What you will do> Rewrite the lines starting with the line that contains "Could you please locate the small" and going on through the line that contains "15;25;106;53", both included, keeping the requests unchanged but multiplying every bounding box coordinate in the answers by 0.45 and rounding to whole numbers, with halves rounded up. Give only those lines.

Entries provided>
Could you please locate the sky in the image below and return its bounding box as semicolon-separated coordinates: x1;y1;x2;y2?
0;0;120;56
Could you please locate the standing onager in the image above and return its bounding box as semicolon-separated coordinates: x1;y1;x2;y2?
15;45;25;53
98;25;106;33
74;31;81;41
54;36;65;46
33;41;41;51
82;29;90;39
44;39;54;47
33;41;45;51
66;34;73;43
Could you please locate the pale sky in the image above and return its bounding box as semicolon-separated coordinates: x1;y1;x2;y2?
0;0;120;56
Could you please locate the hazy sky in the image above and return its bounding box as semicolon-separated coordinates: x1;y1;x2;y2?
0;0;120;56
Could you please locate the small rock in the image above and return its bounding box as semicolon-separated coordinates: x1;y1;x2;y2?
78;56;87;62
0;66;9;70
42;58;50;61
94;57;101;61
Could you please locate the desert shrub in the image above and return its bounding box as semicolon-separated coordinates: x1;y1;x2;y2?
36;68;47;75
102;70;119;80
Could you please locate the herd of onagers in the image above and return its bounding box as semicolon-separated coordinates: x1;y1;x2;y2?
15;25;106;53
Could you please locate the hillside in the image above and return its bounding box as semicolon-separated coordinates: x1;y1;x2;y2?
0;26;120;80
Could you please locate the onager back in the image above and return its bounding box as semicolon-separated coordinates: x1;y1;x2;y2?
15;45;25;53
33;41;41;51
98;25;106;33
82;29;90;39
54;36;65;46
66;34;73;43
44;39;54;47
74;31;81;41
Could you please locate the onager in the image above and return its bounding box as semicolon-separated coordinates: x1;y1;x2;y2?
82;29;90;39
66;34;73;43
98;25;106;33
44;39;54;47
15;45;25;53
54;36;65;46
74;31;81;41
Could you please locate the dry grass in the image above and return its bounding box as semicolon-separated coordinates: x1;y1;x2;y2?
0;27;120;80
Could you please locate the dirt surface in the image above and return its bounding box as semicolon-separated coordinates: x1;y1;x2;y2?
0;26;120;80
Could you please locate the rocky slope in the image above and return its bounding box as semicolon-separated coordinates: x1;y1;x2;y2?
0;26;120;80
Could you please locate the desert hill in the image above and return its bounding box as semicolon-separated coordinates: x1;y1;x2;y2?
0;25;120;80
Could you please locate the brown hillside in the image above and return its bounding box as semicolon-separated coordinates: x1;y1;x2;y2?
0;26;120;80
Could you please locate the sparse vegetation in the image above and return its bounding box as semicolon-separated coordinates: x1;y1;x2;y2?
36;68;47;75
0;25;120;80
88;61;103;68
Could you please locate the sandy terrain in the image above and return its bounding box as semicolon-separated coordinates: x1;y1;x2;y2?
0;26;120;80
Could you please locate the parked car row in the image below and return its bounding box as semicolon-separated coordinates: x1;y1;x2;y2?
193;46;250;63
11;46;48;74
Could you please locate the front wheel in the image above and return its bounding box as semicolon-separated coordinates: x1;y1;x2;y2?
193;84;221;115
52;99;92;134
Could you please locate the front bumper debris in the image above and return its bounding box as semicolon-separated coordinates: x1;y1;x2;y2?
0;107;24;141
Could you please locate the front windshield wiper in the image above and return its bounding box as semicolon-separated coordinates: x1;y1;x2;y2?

Correct response>
Could you please locate the small rock in the image above and return its bounding box as semicolon-separated coordinates: x1;y1;x2;y2?
35;25;39;28
0;30;4;32
19;26;23;27
42;26;45;27
Could you please locate the desert shrub in the image above and return its bounding box as semicolon-separated coordinates: x1;y1;x2;y2?
16;31;21;34
46;32;54;36
Could you please locate the herd of onagers in the image above and return its bounding box as semicolon-separated coordinates: x1;y1;x2;y2?
7;11;48;24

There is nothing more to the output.